# [Dataset entries]
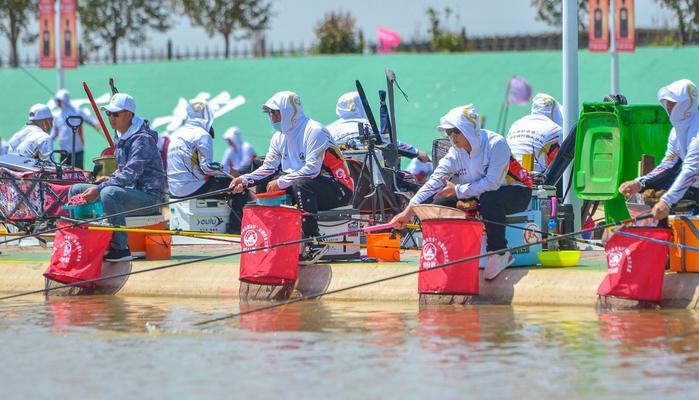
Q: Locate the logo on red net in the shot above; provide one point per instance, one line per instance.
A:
(250, 238)
(429, 252)
(616, 256)
(251, 235)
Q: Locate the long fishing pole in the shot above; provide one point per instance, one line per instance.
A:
(409, 273)
(127, 212)
(39, 180)
(121, 275)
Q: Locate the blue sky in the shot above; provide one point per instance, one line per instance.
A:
(294, 20)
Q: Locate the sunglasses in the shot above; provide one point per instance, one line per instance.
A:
(113, 114)
(451, 131)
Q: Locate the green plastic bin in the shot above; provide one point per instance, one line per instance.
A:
(609, 143)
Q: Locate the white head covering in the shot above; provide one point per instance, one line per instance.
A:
(39, 111)
(121, 101)
(349, 106)
(466, 120)
(289, 104)
(199, 114)
(546, 105)
(684, 93)
(63, 96)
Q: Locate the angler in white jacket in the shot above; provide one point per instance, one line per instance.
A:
(679, 169)
(33, 141)
(475, 167)
(313, 169)
(538, 133)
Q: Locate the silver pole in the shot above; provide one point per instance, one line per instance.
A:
(59, 47)
(570, 93)
(615, 55)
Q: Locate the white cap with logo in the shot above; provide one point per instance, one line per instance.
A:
(121, 101)
(39, 112)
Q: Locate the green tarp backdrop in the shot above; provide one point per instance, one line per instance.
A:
(434, 84)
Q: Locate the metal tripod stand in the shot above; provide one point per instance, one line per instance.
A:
(377, 184)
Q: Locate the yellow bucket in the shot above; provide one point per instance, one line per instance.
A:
(561, 258)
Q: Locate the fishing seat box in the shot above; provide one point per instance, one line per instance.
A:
(339, 220)
(517, 237)
(685, 231)
(137, 240)
(202, 215)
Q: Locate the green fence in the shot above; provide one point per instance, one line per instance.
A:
(434, 83)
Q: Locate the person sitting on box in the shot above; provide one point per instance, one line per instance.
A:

# [Work required]
Although the records contain pictures, return only their text, exactly as written.

# [Response to this exercise]
Q: Locate the logo on red net in the shot above; provide one point per instance, one line per instance.
A:
(250, 238)
(429, 252)
(616, 256)
(251, 235)
Q: Locate the long fishing pole in the shot above; provide one point per instance, one line per instance.
A:
(409, 273)
(127, 212)
(39, 180)
(121, 275)
Q: Locate the blue sky in the shot above; provide one point per instance, one line per instance.
A:
(294, 20)
Q: Locate the sunglasses in the shot above; provide one point per instance, one line per instance.
A:
(113, 114)
(451, 131)
Q: Locate the green plastic bin in the shot above; provide one point per instance, one line per instance.
A:
(609, 143)
Q: Locate the white head covering in the shot above; provide one point per instance, one line per instance.
A:
(39, 111)
(121, 101)
(349, 106)
(466, 120)
(289, 104)
(199, 114)
(546, 105)
(684, 93)
(63, 96)
Q: Locate the angler in white jacket in the shot above; provide one point per instance, one line per instance.
A:
(679, 169)
(33, 141)
(475, 167)
(313, 169)
(538, 133)
Q: Locate the silver pole in the shot above; provide one point per instance, one line per instance.
A:
(59, 47)
(570, 93)
(615, 55)
Q: Locate the white cap with logo in the shot above; provide one point per instance, one line per instance.
A:
(121, 101)
(39, 112)
Q: Locate the green tarp backdrop in the shot above; provide one point per instance, one line per instance.
A:
(434, 84)
Q: Locate the metal tripod stand in the shot above; provide one point per instance, one line per instance.
A:
(377, 184)
Q: Locate the yellow bucket in the shot above; provide one point per instance, one line per instance.
A:
(561, 258)
Q: Locate the fishing seat box in the shot above; provide one point per instance, one line per instance.
A:
(339, 220)
(517, 237)
(685, 231)
(137, 240)
(202, 215)
Q: Locate the green fence in the shot above; provide one point per instance, one line per instance.
A:
(434, 83)
Q: Locate the person sitting on box in the shot above; provide one point per instance, one line per instance.
A:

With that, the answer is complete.